BEGIN SOURCE PASSAGE
Speaker: Dr. Mohamed Ali, American Sudanese Archaeological Research Center

The Meroitic kingdom is an ancient kingdom in Nubia, located and flourished at the confluences of the Blue Nile, White Nile and River Atbara, in Sudan. Researchers, with no convincing evidence, have argued that tribal movements within the Meroitic territory and the Axumite invasion from the east (Ethiopia) caused the collapse of the Meroitic state. Here I consider the nature of the political economy in order to provide a better understanding of the collapse and the regeneration of the Meroitic state. I employ theoretical frameworks to the collapse of the Meroitic state, c. 350 B.C.-A.D.350, and regeneration during the Post Meroitic period (4th century to 7th century AD). I investigate how the nature and the manifestation of Meroitic sociopolitical power changes during and after the collapse of the Meroitic state.

Mortuary practices and settlement patterns studies are used here to determine changes in local identity and social roles that reflect the integration and/or lack of integration of the hinterlands in the Meroitic and Post Meroitic sociopolitical systems. I demonstrate that local elites on the east bank and east hinterland re-established a polity based in the old Meroitic settlements and redeployed Meroitic symbols to legitimize and reinforce their authority and power.

The locals on the west bank were not well integrated into the Meroitic sociopolitical system. They eventually became a real threat that impacted the Meroitic central power together with the Axumite threat from the east and the economic recession in the Mediterranean market. Elites on the west bank would have taken advantage of the weakness of the Meroitic central power and manipulated trade networks and formed local alliances that led to political and economic independence.
END SOURCE PASSAGE
BEGIN GIVEN INFORMATION
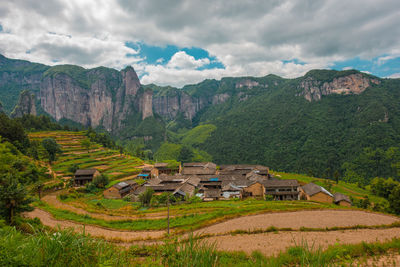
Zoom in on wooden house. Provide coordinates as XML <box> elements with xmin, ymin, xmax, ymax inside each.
<box><xmin>74</xmin><ymin>169</ymin><xmax>101</xmax><ymax>186</ymax></box>
<box><xmin>222</xmin><ymin>181</ymin><xmax>243</xmax><ymax>199</ymax></box>
<box><xmin>263</xmin><ymin>179</ymin><xmax>300</xmax><ymax>200</ymax></box>
<box><xmin>182</xmin><ymin>162</ymin><xmax>217</xmax><ymax>177</ymax></box>
<box><xmin>333</xmin><ymin>193</ymin><xmax>352</xmax><ymax>207</ymax></box>
<box><xmin>300</xmin><ymin>183</ymin><xmax>334</xmax><ymax>203</ymax></box>
<box><xmin>151</xmin><ymin>163</ymin><xmax>180</xmax><ymax>177</ymax></box>
<box><xmin>103</xmin><ymin>182</ymin><xmax>137</xmax><ymax>199</ymax></box>
<box><xmin>138</xmin><ymin>167</ymin><xmax>153</xmax><ymax>180</ymax></box>
<box><xmin>199</xmin><ymin>177</ymin><xmax>222</xmax><ymax>201</ymax></box>
<box><xmin>241</xmin><ymin>181</ymin><xmax>265</xmax><ymax>198</ymax></box>
<box><xmin>218</xmin><ymin>164</ymin><xmax>269</xmax><ymax>176</ymax></box>
<box><xmin>172</xmin><ymin>181</ymin><xmax>196</xmax><ymax>199</ymax></box>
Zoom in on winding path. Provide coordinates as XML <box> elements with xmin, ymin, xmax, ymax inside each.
<box><xmin>25</xmin><ymin>209</ymin><xmax>165</xmax><ymax>242</ymax></box>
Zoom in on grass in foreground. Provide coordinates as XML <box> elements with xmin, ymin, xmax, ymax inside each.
<box><xmin>0</xmin><ymin>223</ymin><xmax>400</xmax><ymax>267</ymax></box>
<box><xmin>37</xmin><ymin>199</ymin><xmax>340</xmax><ymax>231</ymax></box>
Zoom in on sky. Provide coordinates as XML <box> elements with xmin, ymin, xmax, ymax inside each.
<box><xmin>0</xmin><ymin>0</ymin><xmax>400</xmax><ymax>87</ymax></box>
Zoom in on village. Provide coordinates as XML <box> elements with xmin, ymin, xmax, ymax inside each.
<box><xmin>74</xmin><ymin>162</ymin><xmax>352</xmax><ymax>206</ymax></box>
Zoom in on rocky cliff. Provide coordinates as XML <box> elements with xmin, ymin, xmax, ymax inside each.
<box><xmin>39</xmin><ymin>66</ymin><xmax>145</xmax><ymax>131</ymax></box>
<box><xmin>298</xmin><ymin>73</ymin><xmax>380</xmax><ymax>102</ymax></box>
<box><xmin>0</xmin><ymin>55</ymin><xmax>388</xmax><ymax>138</ymax></box>
<box><xmin>10</xmin><ymin>90</ymin><xmax>36</xmax><ymax>118</ymax></box>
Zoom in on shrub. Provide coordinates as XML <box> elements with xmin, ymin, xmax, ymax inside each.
<box><xmin>60</xmin><ymin>194</ymin><xmax>68</xmax><ymax>200</ymax></box>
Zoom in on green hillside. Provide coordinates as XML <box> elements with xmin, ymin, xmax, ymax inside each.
<box><xmin>29</xmin><ymin>131</ymin><xmax>143</xmax><ymax>180</ymax></box>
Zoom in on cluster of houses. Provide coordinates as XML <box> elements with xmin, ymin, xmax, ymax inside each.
<box><xmin>75</xmin><ymin>162</ymin><xmax>351</xmax><ymax>206</ymax></box>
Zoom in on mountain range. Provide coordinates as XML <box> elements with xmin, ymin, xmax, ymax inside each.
<box><xmin>0</xmin><ymin>56</ymin><xmax>400</xmax><ymax>179</ymax></box>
END GIVEN INFORMATION
According to the passage on the Meroitic kingdom, at the confluences of which rivers was the kingdom located?

The Blue Nile, the White Nile and the River Atbara, in Sudan.